>>>

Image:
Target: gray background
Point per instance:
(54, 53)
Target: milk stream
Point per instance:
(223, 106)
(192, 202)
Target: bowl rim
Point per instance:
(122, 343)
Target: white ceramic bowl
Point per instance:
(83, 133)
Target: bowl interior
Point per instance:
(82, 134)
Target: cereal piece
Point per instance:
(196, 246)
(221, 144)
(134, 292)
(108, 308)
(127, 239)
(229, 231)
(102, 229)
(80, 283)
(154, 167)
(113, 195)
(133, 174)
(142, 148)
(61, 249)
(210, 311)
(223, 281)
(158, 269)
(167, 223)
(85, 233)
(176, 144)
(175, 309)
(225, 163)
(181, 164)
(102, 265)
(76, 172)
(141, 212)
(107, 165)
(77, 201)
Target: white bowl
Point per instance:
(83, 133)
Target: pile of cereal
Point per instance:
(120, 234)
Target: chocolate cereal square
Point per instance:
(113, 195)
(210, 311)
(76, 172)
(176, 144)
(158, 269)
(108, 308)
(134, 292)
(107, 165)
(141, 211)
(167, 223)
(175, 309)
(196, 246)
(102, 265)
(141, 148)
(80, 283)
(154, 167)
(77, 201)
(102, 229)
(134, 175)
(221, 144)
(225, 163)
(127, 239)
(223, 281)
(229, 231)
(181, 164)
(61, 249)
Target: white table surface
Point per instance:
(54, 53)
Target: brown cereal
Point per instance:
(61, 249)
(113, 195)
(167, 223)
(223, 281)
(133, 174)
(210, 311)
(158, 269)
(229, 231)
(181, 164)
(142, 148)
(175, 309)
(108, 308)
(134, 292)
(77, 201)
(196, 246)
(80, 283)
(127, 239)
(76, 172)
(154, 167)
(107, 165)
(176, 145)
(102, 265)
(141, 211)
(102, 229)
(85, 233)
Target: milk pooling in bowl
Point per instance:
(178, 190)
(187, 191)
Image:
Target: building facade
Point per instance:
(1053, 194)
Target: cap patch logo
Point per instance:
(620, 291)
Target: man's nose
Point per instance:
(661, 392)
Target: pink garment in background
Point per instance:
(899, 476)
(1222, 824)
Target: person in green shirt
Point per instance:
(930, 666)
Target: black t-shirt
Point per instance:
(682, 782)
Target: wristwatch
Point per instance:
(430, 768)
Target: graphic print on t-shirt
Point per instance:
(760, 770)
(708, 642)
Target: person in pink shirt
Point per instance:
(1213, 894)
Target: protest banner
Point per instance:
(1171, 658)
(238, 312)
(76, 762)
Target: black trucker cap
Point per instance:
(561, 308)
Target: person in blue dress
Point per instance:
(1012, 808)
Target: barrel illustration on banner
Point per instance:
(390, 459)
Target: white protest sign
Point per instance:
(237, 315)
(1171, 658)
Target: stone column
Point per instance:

<<<

Render every line of the records above as a JSON list of strings, one string per line, leaving out blank lines.

[COMPLETE ANSWER]:
[
  "Image:",
  "Target: gray background",
  "Point per instance:",
  "(54, 53)",
  "Target: milk stream",
  "Point per instance:",
  "(223, 106)",
  "(192, 202)",
  "Target: bowl rim",
  "Point per instance:",
  "(122, 343)",
  "Target: white ceramic bowl",
  "Point per instance:",
  "(83, 133)",
  "Target: bowl interior",
  "Point per instance:",
  "(82, 134)",
  "Target: cereal piece",
  "Point per instance:",
  "(196, 246)",
  "(221, 144)",
  "(134, 292)",
  "(108, 308)",
  "(127, 239)",
  "(229, 231)",
  "(102, 229)",
  "(80, 283)",
  "(154, 167)",
  "(113, 195)",
  "(133, 174)",
  "(142, 148)",
  "(61, 249)",
  "(210, 311)",
  "(223, 281)",
  "(158, 269)",
  "(167, 223)",
  "(85, 233)",
  "(176, 144)",
  "(175, 309)",
  "(225, 163)",
  "(181, 164)",
  "(102, 265)",
  "(76, 172)",
  "(141, 212)",
  "(107, 165)",
  "(77, 201)",
  "Target: white bowl",
  "Point per instance:",
  "(83, 133)",
  "Target: pile of cereal",
  "Point per instance:",
  "(120, 234)",
  "Target: chocolate cereal square",
  "Point per instance:",
  "(113, 195)",
  "(210, 311)",
  "(76, 172)",
  "(176, 144)",
  "(158, 269)",
  "(108, 308)",
  "(134, 292)",
  "(107, 165)",
  "(141, 211)",
  "(167, 223)",
  "(175, 309)",
  "(196, 246)",
  "(102, 265)",
  "(141, 148)",
  "(80, 283)",
  "(154, 167)",
  "(77, 201)",
  "(102, 229)",
  "(134, 175)",
  "(221, 144)",
  "(225, 163)",
  "(127, 239)",
  "(223, 281)",
  "(229, 231)",
  "(181, 164)",
  "(61, 249)",
  "Target: white table surface",
  "Point per instance:",
  "(54, 53)",
  "Target: brown cereal",
  "Point per instance:",
  "(61, 249)",
  "(113, 195)",
  "(167, 223)",
  "(223, 281)",
  "(133, 174)",
  "(210, 311)",
  "(158, 269)",
  "(229, 231)",
  "(181, 164)",
  "(142, 148)",
  "(175, 309)",
  "(108, 308)",
  "(134, 292)",
  "(77, 201)",
  "(196, 246)",
  "(80, 283)",
  "(127, 239)",
  "(76, 172)",
  "(154, 167)",
  "(107, 165)",
  "(176, 145)",
  "(102, 265)",
  "(141, 211)",
  "(102, 229)",
  "(85, 233)",
  "Target: milk pooling in bowl",
  "Point per instance:",
  "(178, 190)",
  "(187, 191)",
  "Image:",
  "Target: building facade",
  "Point per instance:",
  "(1053, 194)",
  "Target: cap patch logo",
  "Point per instance:",
  "(620, 291)",
  "Target: man's nose",
  "Point per instance:",
  "(661, 392)",
  "Target: pink garment in background",
  "Point per instance:",
  "(899, 476)",
  "(1222, 824)",
  "Target: person in green shirt",
  "Point per instance:",
  "(930, 666)",
  "Target: black t-shirt",
  "Point per instance:",
  "(682, 782)",
  "Target: wristwatch",
  "Point per instance:",
  "(430, 768)",
  "Target: graphic print on t-shirt",
  "Point per instance:",
  "(760, 770)",
  "(708, 642)",
  "Target: person in pink shirt",
  "Point per instance:",
  "(1213, 894)",
  "Target: protest banner",
  "Point per instance:",
  "(1171, 658)",
  "(238, 312)",
  "(76, 762)",
  "Target: black trucker cap",
  "Point per instance:",
  "(561, 308)",
  "Target: person in blue dress",
  "Point per instance:",
  "(1012, 808)",
  "Target: barrel illustration on banner",
  "Point per instance:",
  "(390, 459)",
  "Target: white protest sign",
  "Point per instance:",
  "(237, 315)",
  "(1171, 658)",
  "Target: stone column",
  "Point per instance:"
]